Records of labeled boxes:
########################################

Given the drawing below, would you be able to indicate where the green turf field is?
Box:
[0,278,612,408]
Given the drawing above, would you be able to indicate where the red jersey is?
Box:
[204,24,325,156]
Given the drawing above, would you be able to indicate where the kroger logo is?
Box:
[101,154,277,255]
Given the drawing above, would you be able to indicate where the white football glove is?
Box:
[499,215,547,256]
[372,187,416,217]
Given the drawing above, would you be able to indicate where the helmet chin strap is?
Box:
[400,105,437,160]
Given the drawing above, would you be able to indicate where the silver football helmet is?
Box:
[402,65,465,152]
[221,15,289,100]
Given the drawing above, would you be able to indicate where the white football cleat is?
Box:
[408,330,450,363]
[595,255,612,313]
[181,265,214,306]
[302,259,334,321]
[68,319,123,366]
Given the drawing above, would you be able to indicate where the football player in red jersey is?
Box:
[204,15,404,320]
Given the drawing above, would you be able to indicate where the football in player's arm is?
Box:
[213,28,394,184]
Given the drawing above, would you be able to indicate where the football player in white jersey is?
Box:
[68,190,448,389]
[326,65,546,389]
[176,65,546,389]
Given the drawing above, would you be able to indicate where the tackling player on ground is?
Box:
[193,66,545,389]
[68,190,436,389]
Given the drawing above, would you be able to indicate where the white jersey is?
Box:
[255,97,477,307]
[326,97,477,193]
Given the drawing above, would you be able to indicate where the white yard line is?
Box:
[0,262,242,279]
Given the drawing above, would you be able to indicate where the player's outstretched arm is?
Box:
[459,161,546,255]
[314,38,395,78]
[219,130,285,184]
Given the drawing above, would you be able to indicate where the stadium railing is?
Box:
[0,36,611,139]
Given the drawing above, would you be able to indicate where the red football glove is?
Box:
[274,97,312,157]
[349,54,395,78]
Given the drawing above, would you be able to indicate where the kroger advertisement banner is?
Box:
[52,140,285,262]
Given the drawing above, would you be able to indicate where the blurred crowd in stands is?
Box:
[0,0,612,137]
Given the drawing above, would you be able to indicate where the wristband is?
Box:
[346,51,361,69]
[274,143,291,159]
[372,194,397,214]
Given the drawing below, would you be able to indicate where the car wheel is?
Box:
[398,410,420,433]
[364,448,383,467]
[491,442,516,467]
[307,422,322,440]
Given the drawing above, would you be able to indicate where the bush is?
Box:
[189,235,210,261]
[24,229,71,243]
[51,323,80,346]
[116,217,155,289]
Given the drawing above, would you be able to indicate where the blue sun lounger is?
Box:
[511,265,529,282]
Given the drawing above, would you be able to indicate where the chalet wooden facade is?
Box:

########################################

▶ Written problem
Rewrite all of the lines above, substituting "image" for every "drawing" and leaving everything else unchanged.

▶ Expected answer
Given the image below, would you be able to indicate where the green turf field is?
Box:
[0,278,612,408]
Given the image above, would you be able to indicate where the red jersey is?
Box:
[204,24,325,156]
Given the image above, would you be able to indicate where the kroger logo is?
Box:
[101,154,277,255]
Given the image above, would you be able to indicate where the white football glove is?
Box:
[499,215,547,256]
[372,187,416,217]
Given the image above, would you be able to indicate where the helmet chin strap is?
Box:
[400,105,437,160]
Given the image above, would you be able to indicate where the silver football helmet is?
Box:
[402,65,465,152]
[221,15,289,100]
Given the image above, would you be able to indicate where the white football cleat is?
Box:
[408,330,450,363]
[595,255,612,313]
[181,265,214,306]
[302,259,334,321]
[68,319,123,366]
Given the image above, would you be able to indicate where the football player in red jersey is?
Box:
[204,15,404,320]
Given the image above, would you be able to indicate where the football in player's arm is?
Box:
[213,28,394,184]
Given the image above, would you be able to indicate where the football player in white jersey is?
Box:
[68,190,448,389]
[326,65,546,389]
[176,65,546,389]
Given the image above, would you be able to indicate where the tackling player on ground is?
Box:
[193,66,545,389]
[68,190,436,389]
Given the image above, would you be able to indicate where the white jersey is?
Box:
[255,97,477,307]
[326,97,477,193]
Given the image above, would you be able to indicate where the white yard line is?
Box:
[0,262,242,279]
Given the image above, would you be able to indicate where the player's outstretched arm is?
Box:
[459,161,546,255]
[314,38,395,78]
[219,130,285,184]
Given the image above, would you be able to indicate where the stadium railing is?
Box:
[0,36,611,139]
Given the image above, would you be able to indicate where the red football glove is?
Box:
[274,97,312,157]
[349,54,395,78]
Given the image above, would you be able to indicate where the kroger advertisement banner is?
Box:
[52,140,285,262]
Given the image above, would you be able to indicate where the blurred crowd in stands is?
Box:
[0,0,612,137]
Given the image above, would you be able to indicate where the wristband is?
Box:
[346,51,361,69]
[274,143,291,159]
[372,194,397,214]
Given the image below, would you be able to indicate where the car wheel is?
Box:
[398,410,420,433]
[364,448,383,467]
[491,442,516,467]
[307,422,322,440]
Given the image above, would you be able to indicate where the bush is?
Box:
[189,235,210,261]
[24,229,71,243]
[51,323,80,346]
[116,217,155,289]
Given the image above, would you be able to indicate where the blue sun lounger is?
Box:
[511,265,529,282]
Given the image above, would you be able to indicate where the chalet wooden facade is?
Box:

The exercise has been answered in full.